● **GOAL OF THE EXERCISE**
Carry over every row below, starting at the row that contains "For every instance of the dense forest, mark" and stopping after the row that contains "x=529 y=112". In the answers, add -149 to each x and y coordinate.

● **EXERCISE DATA**
────────────────────

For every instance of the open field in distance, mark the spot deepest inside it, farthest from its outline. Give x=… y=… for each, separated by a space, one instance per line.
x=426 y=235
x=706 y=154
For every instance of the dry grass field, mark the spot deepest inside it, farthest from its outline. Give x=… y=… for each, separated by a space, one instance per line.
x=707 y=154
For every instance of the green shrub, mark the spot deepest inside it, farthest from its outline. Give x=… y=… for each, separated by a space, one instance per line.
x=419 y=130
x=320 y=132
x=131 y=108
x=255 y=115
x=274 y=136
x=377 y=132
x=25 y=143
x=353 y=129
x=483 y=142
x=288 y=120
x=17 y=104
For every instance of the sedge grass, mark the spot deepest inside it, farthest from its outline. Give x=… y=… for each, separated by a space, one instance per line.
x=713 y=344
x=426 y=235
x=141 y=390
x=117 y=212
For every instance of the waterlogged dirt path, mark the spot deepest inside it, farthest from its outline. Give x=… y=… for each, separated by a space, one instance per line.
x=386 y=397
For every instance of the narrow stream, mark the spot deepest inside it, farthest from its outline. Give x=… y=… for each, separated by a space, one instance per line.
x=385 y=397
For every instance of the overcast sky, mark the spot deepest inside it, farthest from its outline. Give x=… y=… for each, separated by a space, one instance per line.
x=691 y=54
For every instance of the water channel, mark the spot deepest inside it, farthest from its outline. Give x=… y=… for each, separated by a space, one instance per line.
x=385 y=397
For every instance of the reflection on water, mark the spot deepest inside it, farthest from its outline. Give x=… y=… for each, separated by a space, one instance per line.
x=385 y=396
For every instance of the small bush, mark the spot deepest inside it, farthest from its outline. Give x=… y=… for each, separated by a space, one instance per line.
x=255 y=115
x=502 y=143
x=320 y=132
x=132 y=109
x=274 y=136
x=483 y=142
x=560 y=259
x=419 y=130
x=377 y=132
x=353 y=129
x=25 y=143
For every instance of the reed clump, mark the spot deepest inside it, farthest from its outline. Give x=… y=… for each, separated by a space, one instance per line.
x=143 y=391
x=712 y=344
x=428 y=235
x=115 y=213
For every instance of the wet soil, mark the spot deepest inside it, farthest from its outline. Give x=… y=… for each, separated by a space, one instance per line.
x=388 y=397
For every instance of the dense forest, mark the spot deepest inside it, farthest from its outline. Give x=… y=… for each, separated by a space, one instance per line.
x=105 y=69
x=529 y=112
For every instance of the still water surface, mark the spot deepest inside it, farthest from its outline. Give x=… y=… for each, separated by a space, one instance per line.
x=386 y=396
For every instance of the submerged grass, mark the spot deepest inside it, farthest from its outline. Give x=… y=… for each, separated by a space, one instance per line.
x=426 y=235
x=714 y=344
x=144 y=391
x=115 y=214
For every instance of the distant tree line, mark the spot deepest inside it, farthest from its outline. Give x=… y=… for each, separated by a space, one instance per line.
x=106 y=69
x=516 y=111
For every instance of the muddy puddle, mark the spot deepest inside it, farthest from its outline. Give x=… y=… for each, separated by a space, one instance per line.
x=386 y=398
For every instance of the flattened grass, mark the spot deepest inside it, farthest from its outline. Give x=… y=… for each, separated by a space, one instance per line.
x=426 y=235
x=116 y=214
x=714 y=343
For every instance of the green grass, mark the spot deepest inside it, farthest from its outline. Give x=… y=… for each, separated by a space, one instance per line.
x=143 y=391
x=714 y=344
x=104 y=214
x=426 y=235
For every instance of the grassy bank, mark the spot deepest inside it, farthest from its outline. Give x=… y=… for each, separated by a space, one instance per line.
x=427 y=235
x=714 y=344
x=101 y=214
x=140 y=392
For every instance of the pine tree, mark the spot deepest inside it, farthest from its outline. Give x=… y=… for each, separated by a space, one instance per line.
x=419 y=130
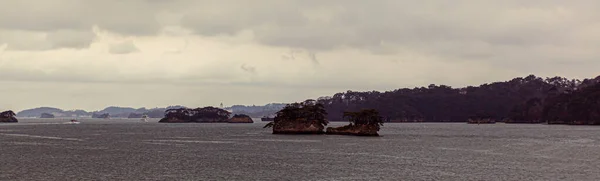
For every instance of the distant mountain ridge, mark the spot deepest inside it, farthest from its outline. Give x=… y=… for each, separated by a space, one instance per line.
x=128 y=112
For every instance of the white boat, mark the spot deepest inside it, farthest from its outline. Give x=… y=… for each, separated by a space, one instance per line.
x=72 y=122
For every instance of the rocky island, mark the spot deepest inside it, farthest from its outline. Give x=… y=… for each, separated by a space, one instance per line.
x=362 y=123
x=101 y=116
x=47 y=115
x=197 y=115
x=8 y=117
x=307 y=117
x=240 y=118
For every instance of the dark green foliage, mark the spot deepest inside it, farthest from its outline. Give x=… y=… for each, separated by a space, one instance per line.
x=440 y=103
x=574 y=107
x=197 y=114
x=303 y=112
x=369 y=117
x=527 y=112
x=7 y=114
x=240 y=116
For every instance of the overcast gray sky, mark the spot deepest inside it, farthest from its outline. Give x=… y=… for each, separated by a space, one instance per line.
x=91 y=54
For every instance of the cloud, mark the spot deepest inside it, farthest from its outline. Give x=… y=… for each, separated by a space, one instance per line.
x=34 y=40
x=248 y=69
x=126 y=47
x=286 y=46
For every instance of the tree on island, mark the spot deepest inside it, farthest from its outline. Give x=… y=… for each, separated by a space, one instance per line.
x=581 y=106
x=367 y=117
x=8 y=116
x=300 y=118
x=206 y=114
x=366 y=122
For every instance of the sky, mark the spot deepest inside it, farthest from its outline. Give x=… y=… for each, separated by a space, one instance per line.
x=90 y=54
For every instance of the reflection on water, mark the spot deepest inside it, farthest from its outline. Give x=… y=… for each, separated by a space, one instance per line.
x=42 y=149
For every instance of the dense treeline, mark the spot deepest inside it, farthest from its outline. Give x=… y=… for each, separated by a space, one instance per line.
x=517 y=100
x=8 y=116
x=206 y=114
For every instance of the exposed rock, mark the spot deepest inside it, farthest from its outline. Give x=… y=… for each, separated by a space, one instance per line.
x=357 y=130
x=134 y=115
x=101 y=116
x=240 y=118
x=307 y=117
x=47 y=115
x=298 y=127
x=8 y=117
x=198 y=115
x=481 y=121
x=362 y=123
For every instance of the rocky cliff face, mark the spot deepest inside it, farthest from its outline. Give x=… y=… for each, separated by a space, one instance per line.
x=481 y=121
x=8 y=120
x=8 y=117
x=357 y=130
x=298 y=127
x=47 y=115
x=240 y=119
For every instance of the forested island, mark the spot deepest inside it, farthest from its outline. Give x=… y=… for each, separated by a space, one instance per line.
x=308 y=117
x=203 y=115
x=531 y=99
x=8 y=117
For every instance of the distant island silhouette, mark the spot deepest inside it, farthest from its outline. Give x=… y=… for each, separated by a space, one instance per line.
x=127 y=112
x=530 y=99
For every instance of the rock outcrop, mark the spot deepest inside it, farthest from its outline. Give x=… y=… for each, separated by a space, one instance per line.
x=307 y=117
x=198 y=115
x=101 y=116
x=240 y=118
x=481 y=121
x=366 y=122
x=8 y=117
x=47 y=115
x=357 y=130
x=298 y=127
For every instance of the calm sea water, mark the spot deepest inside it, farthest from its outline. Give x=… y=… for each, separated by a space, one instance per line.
x=37 y=149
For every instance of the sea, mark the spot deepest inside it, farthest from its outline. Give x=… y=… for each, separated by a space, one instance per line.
x=129 y=149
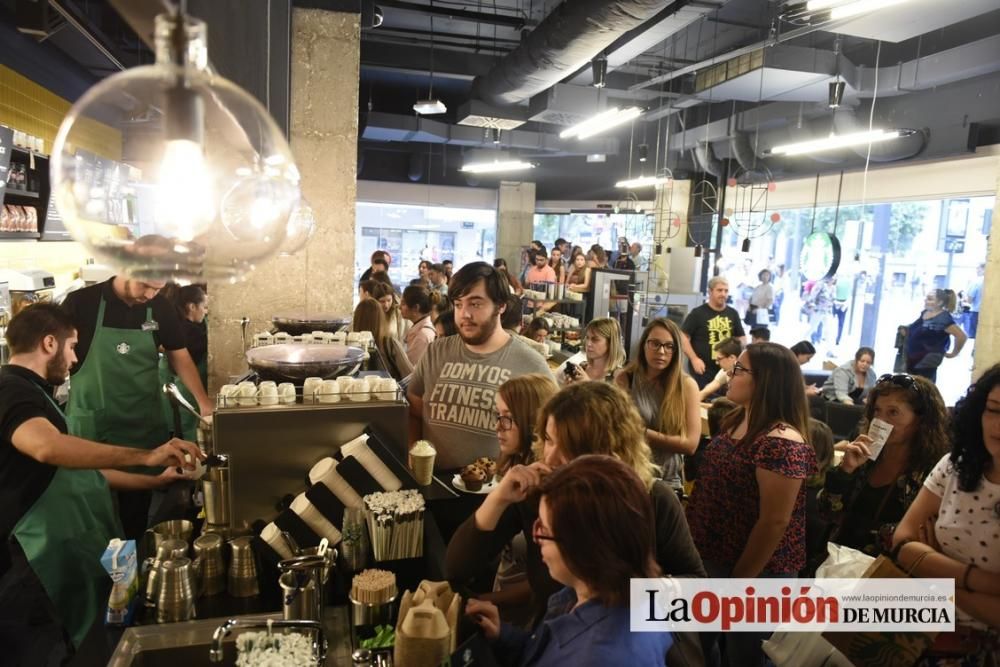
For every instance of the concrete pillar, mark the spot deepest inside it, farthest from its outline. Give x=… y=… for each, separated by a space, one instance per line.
x=987 y=350
x=324 y=133
x=515 y=221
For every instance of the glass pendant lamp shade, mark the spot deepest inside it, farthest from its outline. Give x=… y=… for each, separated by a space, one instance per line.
x=194 y=180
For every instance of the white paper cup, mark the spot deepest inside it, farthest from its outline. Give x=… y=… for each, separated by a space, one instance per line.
x=246 y=394
x=272 y=535
x=315 y=519
x=267 y=393
x=286 y=393
x=309 y=389
x=325 y=473
x=228 y=394
x=329 y=392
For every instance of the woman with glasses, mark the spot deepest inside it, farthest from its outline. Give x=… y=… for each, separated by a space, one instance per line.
x=867 y=494
x=604 y=351
x=667 y=398
x=747 y=512
x=594 y=531
x=583 y=418
x=517 y=403
x=928 y=338
x=952 y=529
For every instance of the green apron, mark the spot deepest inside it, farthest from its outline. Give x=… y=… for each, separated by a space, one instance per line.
x=116 y=395
x=63 y=536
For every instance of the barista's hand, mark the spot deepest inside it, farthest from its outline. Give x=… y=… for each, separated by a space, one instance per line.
x=172 y=453
x=486 y=616
x=519 y=481
x=168 y=477
x=206 y=408
x=698 y=366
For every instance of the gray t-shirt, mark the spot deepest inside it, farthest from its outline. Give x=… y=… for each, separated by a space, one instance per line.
x=458 y=388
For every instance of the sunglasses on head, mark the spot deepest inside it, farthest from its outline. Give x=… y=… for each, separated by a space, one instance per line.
x=902 y=380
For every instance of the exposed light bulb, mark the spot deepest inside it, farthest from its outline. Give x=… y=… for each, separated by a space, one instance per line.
x=184 y=204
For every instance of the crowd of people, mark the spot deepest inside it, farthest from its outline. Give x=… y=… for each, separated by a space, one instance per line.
x=771 y=486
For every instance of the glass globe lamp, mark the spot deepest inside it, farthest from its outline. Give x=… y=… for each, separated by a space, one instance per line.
x=169 y=171
x=301 y=225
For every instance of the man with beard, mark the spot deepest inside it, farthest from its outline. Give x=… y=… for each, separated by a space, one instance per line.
x=452 y=391
x=115 y=392
x=56 y=512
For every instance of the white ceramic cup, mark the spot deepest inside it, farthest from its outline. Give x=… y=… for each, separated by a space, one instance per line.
x=309 y=389
x=329 y=392
x=247 y=394
x=286 y=393
x=267 y=393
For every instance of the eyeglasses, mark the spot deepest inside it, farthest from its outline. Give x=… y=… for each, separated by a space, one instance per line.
x=537 y=535
x=899 y=380
x=503 y=422
x=740 y=368
x=657 y=346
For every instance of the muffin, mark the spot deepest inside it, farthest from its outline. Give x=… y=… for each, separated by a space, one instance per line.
x=473 y=477
x=489 y=467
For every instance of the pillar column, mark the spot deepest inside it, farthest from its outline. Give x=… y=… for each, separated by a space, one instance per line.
x=987 y=350
x=515 y=221
x=318 y=280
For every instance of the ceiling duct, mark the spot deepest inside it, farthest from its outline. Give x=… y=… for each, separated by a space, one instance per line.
x=566 y=40
x=705 y=160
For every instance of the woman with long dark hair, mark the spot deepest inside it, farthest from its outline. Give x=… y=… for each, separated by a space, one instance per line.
x=747 y=512
x=369 y=316
x=666 y=396
x=928 y=338
x=952 y=529
x=595 y=533
x=864 y=498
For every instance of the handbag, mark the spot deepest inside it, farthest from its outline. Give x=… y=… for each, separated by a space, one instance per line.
x=883 y=649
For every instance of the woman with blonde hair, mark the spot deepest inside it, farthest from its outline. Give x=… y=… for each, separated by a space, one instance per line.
x=604 y=350
x=369 y=316
x=666 y=397
x=583 y=418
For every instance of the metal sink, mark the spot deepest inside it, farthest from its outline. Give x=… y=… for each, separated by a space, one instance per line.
x=188 y=643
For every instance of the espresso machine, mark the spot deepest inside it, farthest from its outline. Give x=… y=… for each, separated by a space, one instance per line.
x=27 y=286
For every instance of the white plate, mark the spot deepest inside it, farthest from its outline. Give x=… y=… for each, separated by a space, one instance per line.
x=457 y=482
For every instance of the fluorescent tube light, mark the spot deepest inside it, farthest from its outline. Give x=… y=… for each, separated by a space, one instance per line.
x=603 y=121
x=496 y=166
x=840 y=9
x=642 y=182
x=428 y=107
x=835 y=141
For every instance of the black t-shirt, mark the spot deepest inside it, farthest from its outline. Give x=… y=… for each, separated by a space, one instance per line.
x=707 y=327
x=82 y=306
x=22 y=478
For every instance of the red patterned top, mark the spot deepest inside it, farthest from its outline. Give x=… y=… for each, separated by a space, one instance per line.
x=726 y=501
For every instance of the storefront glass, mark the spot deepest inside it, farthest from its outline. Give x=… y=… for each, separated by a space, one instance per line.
x=414 y=233
x=891 y=255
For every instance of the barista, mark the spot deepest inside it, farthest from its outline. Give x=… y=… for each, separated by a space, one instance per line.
x=56 y=512
x=115 y=393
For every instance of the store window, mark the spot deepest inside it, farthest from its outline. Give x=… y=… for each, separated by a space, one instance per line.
x=414 y=233
x=891 y=255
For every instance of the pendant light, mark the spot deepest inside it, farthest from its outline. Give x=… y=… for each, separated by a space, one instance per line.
x=199 y=182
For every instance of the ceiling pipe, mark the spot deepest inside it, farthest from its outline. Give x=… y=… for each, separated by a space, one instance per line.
x=566 y=40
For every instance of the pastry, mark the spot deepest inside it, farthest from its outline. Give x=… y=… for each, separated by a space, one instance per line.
x=489 y=466
x=473 y=476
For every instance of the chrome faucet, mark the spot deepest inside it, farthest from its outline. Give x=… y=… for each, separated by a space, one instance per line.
x=215 y=654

────────────────────

● **SOLUTION TO THIS PROBLEM**
For every instance of the dense forest, mark the spot deepest inside it, farthest from its outline. Give x=… y=… for each, separated by a space, one instance per line.
x=-44 y=-80
x=380 y=-37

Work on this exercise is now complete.